----- Record list -----

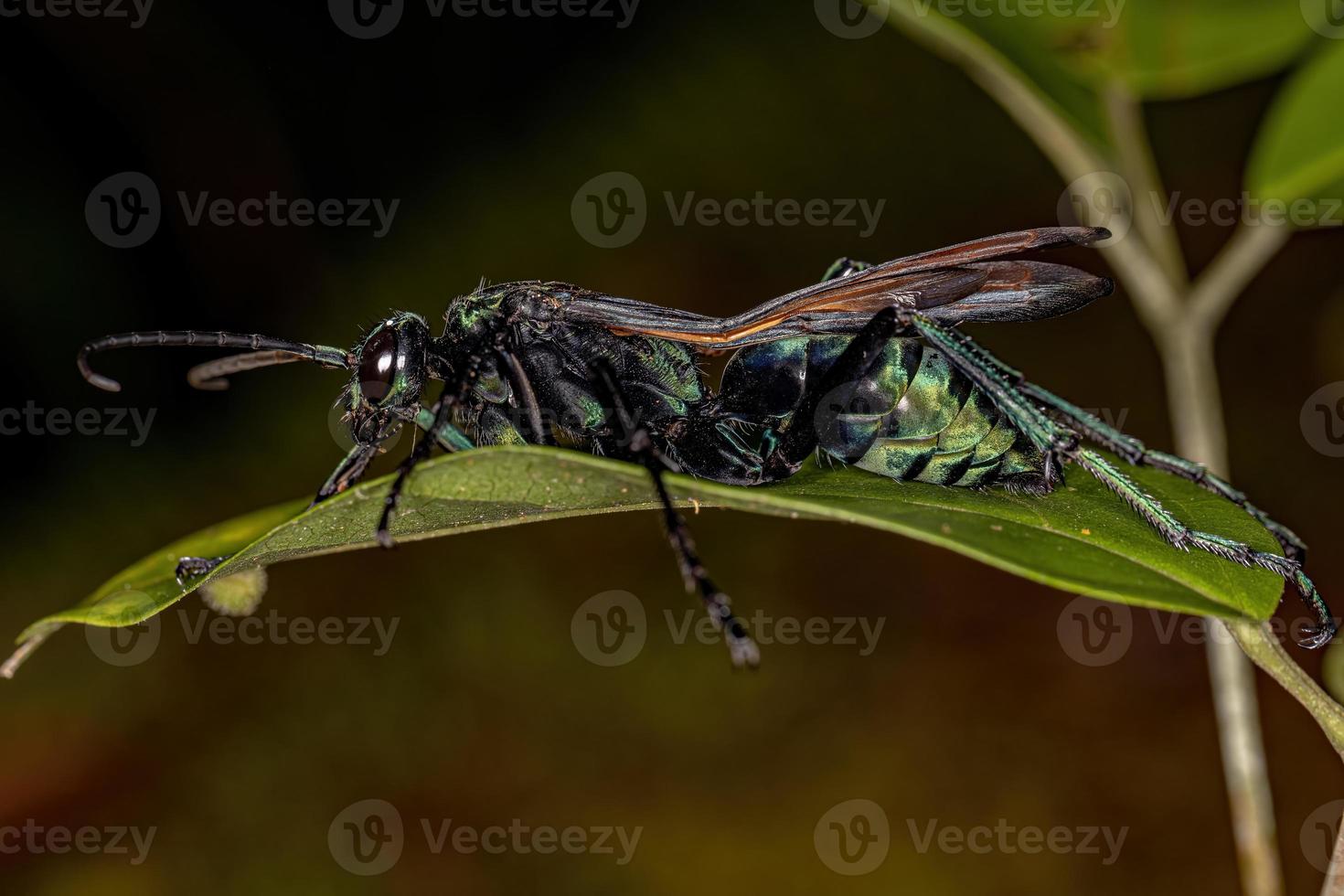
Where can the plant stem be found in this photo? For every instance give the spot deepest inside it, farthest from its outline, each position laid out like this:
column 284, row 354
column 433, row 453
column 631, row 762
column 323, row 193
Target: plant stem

-----

- [What is required]: Turn the rows above into a JSON list of strings, one string per line, leaving out blank lines and the picture.

- [Exercise answer]:
[
  "Where can the plant stem be found in this photo? For every instance give the spot deepest inside it, farthest from its outline, each position laid out like this:",
  "column 284, row 354",
  "column 433, row 453",
  "column 631, row 762",
  "column 323, row 193",
  "Target: plant stem"
]